● **Study text**:
Re: What are ribosomes made out of and how do they make proteins?

Ribosomes are large complexes of multiple proteins and ribosomal ribonucleic acids (rRNA's). Each ribosome is composed of two parts: a smaller 40S (S is for Svedberg, a coefficient of sedimentation that roughly approximates size.) subunit composed of the 18S rRNA and 33 proteins; and a larger 60S subunit composed of the 28S, 5S, and 5.8S rRNA's and 49 proteins. For decades, the many enzymatic functions of the ribosome were assigned to the various protein components, with the rRNA molecules acting as scaffolds; however, molecular studies of the last ten years have shown that it is the rRNA molecules themselves that carry out the reactions, and the proteins that simply stabilize the complex. This was summarized recently by Tom Cech in Science magazine.

Ribosomes are common to all life, because of their central role in converting stored genetic information into functional proteins. Without going into the overwhelming details of initiation and elongation factors, and ribosomal assembly and positioning, I'll try to describe protein synthesis. (If this is too complicated, there is a more basic description in the archive.)

Setting the Table

For protein synthesis to occur, several components have to be made and available for the ribosome to use. First, the various RNA polymerases have to transcribe the tRNA's and rRNA's that run the synthesis, as well as the mRNA messages that contain the codes for constructing the proteins. As the rRNA's assemble with their proteins to form the ribosomes, each tRNA binds to a special enzyme called an aminoacyl-tRNA synthetase that reads the tRNA's anti codon and attaches the correct amino acid to its end. It is the specificity of the different aminoacyl-tRNA synthetases that determines the genetic code. So, before protein synthesis can occur, the cell needs functional ribosomes, properly aminoacylated tRNA's, and mRNA containing the proper codes.

● **Study questions**:
1. According to the ribosome text, how many proteins are in the smaller 40S subunit?
2. Pick up the ribosome text right after its last sentence and keep writing it.

● **Record set**:
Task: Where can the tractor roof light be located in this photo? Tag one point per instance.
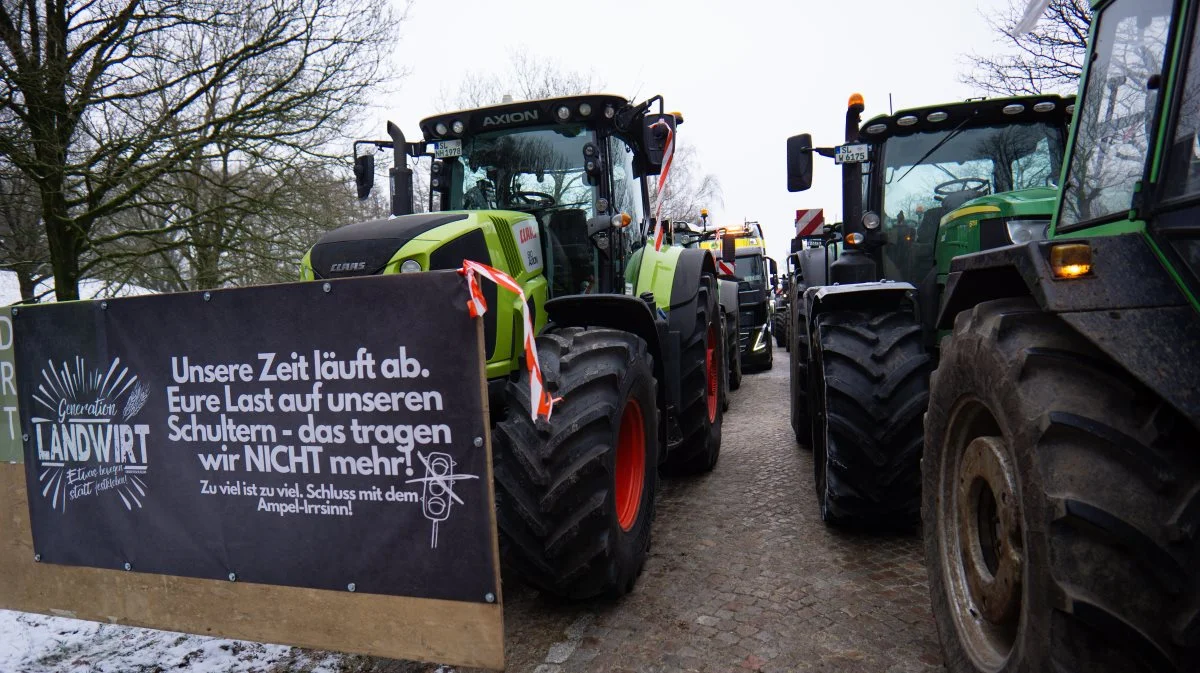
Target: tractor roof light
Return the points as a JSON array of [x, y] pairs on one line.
[[1071, 260]]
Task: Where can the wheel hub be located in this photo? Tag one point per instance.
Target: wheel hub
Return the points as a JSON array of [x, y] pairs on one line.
[[983, 547], [630, 470], [711, 370]]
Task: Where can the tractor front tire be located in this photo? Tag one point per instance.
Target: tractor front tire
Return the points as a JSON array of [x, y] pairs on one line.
[[701, 366], [870, 385], [1061, 505], [575, 494]]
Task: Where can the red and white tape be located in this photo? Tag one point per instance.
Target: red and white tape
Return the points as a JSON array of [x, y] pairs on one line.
[[541, 402], [660, 192]]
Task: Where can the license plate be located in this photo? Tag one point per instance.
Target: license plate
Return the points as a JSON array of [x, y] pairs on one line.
[[850, 154], [449, 149]]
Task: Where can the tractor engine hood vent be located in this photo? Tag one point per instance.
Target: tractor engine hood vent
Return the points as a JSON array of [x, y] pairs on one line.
[[366, 247]]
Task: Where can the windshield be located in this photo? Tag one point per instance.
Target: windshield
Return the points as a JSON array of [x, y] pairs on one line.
[[750, 270], [970, 163], [1117, 110], [528, 169]]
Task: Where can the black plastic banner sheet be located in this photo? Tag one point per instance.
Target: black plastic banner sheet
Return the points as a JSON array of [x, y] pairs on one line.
[[329, 436]]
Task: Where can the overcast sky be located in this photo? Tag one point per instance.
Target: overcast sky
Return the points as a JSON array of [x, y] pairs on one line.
[[745, 73]]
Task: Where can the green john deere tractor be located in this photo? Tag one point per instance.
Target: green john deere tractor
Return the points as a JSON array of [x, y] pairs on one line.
[[553, 193], [1062, 443], [868, 294]]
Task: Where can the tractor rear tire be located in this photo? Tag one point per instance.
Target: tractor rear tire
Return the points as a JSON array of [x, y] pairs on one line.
[[802, 422], [1092, 487], [870, 384], [701, 366], [575, 494]]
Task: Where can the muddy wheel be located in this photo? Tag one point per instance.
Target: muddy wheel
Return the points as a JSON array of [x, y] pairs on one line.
[[870, 385], [701, 366], [1061, 505], [575, 496]]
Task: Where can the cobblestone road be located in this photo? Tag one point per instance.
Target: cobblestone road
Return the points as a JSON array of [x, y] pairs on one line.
[[743, 576]]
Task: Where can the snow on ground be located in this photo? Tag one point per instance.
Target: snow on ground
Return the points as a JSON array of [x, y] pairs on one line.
[[34, 643], [10, 289]]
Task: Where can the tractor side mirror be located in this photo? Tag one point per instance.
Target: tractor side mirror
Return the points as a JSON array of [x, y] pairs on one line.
[[799, 162], [654, 139], [364, 174]]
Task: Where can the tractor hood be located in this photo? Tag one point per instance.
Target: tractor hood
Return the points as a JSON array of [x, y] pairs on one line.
[[1037, 203], [365, 248]]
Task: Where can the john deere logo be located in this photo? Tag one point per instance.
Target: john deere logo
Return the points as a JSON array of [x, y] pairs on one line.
[[510, 118]]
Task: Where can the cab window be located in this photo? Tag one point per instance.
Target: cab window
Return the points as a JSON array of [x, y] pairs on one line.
[[1117, 110], [1182, 176]]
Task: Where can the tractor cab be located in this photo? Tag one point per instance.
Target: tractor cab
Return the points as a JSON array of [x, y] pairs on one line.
[[564, 162], [918, 166]]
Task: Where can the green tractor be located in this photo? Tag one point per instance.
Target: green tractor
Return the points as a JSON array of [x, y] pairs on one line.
[[1062, 443], [867, 298], [685, 234], [555, 193]]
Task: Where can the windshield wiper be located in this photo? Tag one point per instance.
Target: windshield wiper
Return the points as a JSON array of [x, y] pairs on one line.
[[935, 148]]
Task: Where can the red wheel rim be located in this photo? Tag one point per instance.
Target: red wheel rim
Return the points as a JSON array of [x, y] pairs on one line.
[[630, 464], [711, 371]]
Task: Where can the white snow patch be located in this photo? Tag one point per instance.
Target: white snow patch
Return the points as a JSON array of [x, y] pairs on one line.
[[35, 643], [89, 288]]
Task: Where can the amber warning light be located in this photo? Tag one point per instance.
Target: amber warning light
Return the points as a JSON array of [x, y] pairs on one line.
[[1071, 260]]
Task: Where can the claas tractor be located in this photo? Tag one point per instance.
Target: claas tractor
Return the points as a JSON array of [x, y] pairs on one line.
[[755, 274], [555, 193], [690, 235], [1062, 442], [864, 342]]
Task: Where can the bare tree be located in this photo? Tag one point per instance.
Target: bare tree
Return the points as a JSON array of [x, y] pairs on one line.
[[22, 238], [1047, 60], [106, 98], [688, 188]]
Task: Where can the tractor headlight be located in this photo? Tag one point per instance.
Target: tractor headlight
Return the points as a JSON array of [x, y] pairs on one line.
[[1025, 230]]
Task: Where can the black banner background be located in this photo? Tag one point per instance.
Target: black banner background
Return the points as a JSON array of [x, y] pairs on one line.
[[143, 509]]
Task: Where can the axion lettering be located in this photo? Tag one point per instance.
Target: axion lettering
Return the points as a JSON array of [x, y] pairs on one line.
[[510, 118]]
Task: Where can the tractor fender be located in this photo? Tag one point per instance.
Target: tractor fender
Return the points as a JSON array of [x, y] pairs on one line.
[[729, 294], [625, 313], [689, 266], [811, 263], [1128, 306], [883, 294]]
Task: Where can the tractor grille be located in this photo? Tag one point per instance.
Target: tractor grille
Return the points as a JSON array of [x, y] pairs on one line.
[[511, 254]]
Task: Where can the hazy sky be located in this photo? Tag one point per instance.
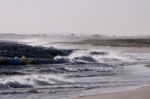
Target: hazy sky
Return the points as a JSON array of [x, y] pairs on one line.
[[78, 16]]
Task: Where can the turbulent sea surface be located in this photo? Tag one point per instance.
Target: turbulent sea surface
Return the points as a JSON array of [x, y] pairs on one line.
[[84, 71]]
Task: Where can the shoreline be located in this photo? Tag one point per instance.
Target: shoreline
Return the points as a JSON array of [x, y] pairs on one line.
[[137, 93]]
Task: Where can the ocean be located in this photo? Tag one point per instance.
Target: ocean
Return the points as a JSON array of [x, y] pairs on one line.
[[85, 71]]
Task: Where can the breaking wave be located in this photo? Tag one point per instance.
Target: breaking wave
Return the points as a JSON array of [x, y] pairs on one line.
[[31, 81]]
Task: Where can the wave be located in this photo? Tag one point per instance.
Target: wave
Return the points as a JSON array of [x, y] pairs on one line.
[[29, 81]]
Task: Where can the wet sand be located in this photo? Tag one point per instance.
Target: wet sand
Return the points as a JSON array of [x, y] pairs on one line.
[[141, 93]]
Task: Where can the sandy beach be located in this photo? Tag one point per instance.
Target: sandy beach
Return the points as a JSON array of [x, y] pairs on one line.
[[141, 93]]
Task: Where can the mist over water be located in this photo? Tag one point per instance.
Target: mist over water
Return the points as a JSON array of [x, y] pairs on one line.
[[84, 71]]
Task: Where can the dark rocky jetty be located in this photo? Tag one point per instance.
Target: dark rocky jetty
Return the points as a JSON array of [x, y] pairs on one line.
[[12, 53]]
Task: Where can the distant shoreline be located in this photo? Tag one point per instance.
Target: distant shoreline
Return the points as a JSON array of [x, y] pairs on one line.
[[116, 42]]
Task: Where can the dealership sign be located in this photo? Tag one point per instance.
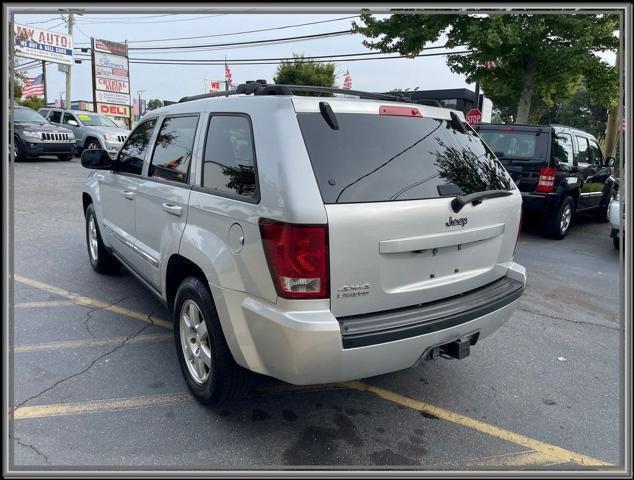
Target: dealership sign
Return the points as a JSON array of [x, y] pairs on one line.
[[111, 47], [31, 42], [111, 78], [112, 97]]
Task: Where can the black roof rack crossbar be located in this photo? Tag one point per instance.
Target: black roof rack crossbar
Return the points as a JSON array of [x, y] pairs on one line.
[[259, 88]]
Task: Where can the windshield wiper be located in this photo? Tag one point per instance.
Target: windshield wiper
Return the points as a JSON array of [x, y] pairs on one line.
[[476, 198]]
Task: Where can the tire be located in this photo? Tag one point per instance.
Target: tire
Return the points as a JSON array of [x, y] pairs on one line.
[[209, 369], [19, 152], [92, 144], [100, 259], [559, 225]]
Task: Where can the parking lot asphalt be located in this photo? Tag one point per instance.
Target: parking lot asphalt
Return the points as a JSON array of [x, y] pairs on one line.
[[96, 381]]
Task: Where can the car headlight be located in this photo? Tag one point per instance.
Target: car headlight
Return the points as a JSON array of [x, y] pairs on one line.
[[32, 133]]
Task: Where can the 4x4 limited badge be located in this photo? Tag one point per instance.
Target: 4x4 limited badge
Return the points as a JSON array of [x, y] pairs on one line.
[[353, 290], [456, 221]]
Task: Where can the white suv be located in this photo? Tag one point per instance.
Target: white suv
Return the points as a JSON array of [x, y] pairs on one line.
[[310, 238]]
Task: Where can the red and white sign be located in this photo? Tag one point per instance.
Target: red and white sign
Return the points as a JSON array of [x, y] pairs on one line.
[[112, 97], [113, 110], [110, 85], [213, 86], [474, 116]]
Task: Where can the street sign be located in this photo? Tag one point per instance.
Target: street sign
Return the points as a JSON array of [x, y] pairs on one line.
[[31, 42], [474, 116]]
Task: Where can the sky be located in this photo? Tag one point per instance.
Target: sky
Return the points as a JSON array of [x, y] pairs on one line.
[[171, 82]]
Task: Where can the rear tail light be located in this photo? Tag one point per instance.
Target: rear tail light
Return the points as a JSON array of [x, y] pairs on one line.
[[546, 182], [519, 230], [297, 256]]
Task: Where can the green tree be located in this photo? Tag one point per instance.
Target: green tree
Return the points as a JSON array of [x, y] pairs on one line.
[[580, 111], [540, 59], [302, 70], [154, 104]]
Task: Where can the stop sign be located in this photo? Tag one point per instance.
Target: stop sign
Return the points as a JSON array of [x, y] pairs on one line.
[[474, 116]]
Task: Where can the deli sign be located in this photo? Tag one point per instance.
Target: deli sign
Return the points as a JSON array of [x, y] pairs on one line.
[[31, 42], [111, 78], [113, 110]]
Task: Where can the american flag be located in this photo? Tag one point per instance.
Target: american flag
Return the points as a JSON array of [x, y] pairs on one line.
[[228, 75], [347, 81], [33, 87]]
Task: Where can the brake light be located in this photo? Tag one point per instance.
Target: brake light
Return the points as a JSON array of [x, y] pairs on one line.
[[399, 111], [519, 230], [546, 182], [297, 256]]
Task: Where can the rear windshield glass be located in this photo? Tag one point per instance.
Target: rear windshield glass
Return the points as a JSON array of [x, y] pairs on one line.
[[516, 145], [378, 158]]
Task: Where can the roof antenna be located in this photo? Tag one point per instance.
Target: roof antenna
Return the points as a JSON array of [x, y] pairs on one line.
[[329, 115]]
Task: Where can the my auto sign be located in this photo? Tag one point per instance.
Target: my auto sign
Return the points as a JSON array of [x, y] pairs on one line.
[[111, 77], [31, 42]]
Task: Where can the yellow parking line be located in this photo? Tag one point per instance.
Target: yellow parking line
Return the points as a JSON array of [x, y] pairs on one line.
[[92, 342], [98, 406], [52, 303], [81, 300], [552, 451]]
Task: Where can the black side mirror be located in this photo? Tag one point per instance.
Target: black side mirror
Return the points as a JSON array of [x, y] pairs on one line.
[[96, 159]]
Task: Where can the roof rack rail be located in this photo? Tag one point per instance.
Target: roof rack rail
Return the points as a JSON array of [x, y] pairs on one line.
[[260, 87]]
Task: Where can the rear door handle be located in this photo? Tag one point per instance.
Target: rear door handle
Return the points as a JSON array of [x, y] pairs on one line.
[[173, 209]]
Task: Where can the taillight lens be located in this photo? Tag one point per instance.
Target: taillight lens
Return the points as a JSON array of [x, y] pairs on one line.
[[298, 258], [519, 230], [546, 182]]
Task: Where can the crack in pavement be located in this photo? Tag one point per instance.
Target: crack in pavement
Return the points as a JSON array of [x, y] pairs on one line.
[[32, 447], [90, 365], [89, 313], [581, 322]]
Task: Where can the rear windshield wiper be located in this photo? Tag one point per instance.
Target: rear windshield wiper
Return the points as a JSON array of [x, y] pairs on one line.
[[476, 198]]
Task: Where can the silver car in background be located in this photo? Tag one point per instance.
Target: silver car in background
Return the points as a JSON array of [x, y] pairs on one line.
[[92, 130], [311, 239]]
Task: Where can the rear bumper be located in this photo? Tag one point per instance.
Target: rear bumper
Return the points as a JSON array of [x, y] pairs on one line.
[[38, 149], [544, 203], [307, 346]]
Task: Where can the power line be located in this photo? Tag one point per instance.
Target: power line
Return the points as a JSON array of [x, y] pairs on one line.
[[87, 21], [278, 61], [283, 27], [308, 57]]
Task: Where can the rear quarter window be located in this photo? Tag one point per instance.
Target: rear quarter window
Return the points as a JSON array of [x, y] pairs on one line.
[[379, 158]]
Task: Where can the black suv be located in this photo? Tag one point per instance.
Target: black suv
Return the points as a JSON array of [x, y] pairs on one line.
[[34, 137], [559, 170]]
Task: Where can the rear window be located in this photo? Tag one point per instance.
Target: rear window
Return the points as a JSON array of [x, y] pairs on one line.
[[516, 145], [379, 158]]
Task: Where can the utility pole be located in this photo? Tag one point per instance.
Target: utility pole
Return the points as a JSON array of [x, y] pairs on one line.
[[44, 82], [139, 92], [71, 21]]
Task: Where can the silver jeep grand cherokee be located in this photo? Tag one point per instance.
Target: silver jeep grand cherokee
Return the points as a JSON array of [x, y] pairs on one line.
[[309, 238]]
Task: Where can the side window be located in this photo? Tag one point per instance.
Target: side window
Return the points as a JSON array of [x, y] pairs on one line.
[[582, 146], [55, 117], [67, 117], [595, 154], [229, 162], [562, 148], [132, 154], [173, 149]]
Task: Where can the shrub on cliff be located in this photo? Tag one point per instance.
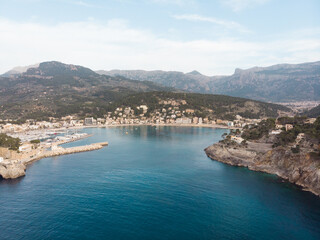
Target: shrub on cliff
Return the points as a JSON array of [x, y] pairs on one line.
[[255, 132]]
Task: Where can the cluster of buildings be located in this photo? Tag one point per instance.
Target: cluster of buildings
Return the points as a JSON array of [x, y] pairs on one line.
[[171, 112]]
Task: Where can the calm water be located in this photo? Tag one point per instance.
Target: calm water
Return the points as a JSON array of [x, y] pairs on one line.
[[152, 183]]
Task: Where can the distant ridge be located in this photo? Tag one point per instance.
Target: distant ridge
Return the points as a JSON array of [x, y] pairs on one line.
[[277, 83]]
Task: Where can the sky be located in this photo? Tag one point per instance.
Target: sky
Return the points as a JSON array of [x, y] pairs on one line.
[[211, 36]]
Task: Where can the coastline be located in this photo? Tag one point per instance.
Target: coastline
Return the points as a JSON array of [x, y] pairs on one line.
[[299, 169], [147, 124], [11, 169]]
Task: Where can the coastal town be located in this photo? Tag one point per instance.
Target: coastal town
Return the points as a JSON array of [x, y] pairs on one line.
[[34, 139]]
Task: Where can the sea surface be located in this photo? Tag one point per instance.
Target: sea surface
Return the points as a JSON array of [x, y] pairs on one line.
[[152, 183]]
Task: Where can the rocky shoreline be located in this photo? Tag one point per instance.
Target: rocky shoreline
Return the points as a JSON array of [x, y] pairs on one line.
[[302, 168], [11, 169]]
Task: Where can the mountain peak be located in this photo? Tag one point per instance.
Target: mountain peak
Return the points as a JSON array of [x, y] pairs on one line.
[[54, 68]]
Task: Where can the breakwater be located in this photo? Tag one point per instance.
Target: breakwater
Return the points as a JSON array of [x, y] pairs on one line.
[[17, 168]]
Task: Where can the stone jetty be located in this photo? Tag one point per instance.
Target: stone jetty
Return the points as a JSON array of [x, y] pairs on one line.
[[17, 168]]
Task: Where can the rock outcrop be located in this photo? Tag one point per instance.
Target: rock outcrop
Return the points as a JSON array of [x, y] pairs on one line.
[[12, 170], [301, 168]]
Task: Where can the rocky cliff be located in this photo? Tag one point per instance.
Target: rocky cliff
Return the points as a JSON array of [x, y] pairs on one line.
[[301, 168]]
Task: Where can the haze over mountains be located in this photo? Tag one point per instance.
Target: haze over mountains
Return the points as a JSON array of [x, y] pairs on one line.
[[54, 88], [278, 83], [57, 89]]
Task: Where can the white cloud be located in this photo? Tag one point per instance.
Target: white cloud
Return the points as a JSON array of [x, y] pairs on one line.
[[223, 23], [116, 45], [238, 5], [175, 2]]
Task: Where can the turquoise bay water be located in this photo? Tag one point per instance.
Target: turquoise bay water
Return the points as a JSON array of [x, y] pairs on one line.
[[152, 183]]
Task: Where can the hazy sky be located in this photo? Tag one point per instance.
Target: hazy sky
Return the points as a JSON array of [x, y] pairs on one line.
[[211, 36]]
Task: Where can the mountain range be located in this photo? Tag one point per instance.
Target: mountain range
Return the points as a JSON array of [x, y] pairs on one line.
[[58, 89], [277, 83]]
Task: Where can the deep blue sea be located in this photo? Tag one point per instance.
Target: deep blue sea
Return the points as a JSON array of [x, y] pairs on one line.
[[152, 183]]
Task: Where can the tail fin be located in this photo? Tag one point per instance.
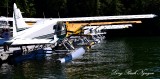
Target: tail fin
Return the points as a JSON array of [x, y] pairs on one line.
[[18, 22]]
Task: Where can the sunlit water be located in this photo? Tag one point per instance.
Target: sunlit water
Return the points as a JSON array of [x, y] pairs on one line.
[[114, 58]]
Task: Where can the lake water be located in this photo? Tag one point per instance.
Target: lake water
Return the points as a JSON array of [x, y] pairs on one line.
[[114, 58]]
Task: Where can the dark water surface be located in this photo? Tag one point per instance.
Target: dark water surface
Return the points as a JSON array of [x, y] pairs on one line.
[[114, 58]]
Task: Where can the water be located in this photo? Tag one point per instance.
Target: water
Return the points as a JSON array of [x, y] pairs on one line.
[[114, 58]]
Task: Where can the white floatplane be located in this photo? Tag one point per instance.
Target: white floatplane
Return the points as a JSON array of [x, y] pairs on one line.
[[49, 35]]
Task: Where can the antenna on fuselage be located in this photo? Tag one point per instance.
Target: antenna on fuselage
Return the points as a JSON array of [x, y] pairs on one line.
[[59, 15], [43, 17]]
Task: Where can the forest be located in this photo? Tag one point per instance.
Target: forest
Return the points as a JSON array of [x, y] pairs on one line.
[[83, 8]]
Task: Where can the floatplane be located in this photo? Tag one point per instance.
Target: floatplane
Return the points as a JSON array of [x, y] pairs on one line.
[[69, 38]]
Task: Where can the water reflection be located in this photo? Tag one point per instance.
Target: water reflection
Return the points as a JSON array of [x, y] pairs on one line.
[[119, 54]]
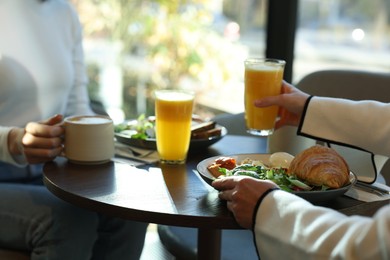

● **Answers to the exercise**:
1. 33 proteins

2.
Building the Proteins

When the large and small subunits of the ribosome come in contact with a molecule of mRNA, they join just up from the coding region to form a functional ribosome. The ribosome then moves down the mRNA until it finds the base-triplet AUG (adenine-uracil-guanine). At this point, it recruits a tRNA with the corresponding anticodon, CAU (like DNA, RNA strands run in opposite directions), which is already "charged" with the amino acid, methionine (Met, M). The ribosome then "ratchets" down to the next three base codon, which is recognized by a charged tRNA with the corresponding anticodon. With a charged tRNA in each of its binding sites, the ribosome then proceeds to disconnect the methionine from its tRNA and attach it to the amino acid on the next tRNA. The ribosome ratchets down another three bases, and carries out the same reaction, this time removing the two connected amino acids from the upstream tRNA and attaching them to the amino acid on the downstream tRNA, to generate an string of three amino acids. This process repeats as many times as there are codons in the message, assembling a long strand of amino acids ordered according to the order of codons the ribosome encounters. Eventually, the ribosome ratchets over to a codon, for which there is no corresponding tRNA. At this point, the ribosome stops moving (hence these are called "stop" codons) and performs half of the amino acid transfer reaction, releasing the amino acid strand - the bond formed between adjacent amino acids is called a "peptide" linkage, so the new amino acid strand is referred to as a "polypeptide". After release from the ribosome, the polypeptide can be modified or simply folded to form a functional protein.

As mentioned above, all of the important activities of the ribosome - mRNA recognition and binding, tRNA binding, mRNA/tRNA translocation, and amino acid transfer - are carried out by the various rRNA molecules. Like proteins, the three-dimensional shapes and interactions within each rRNA give them their activities, and allow them to perform the necessary reactions.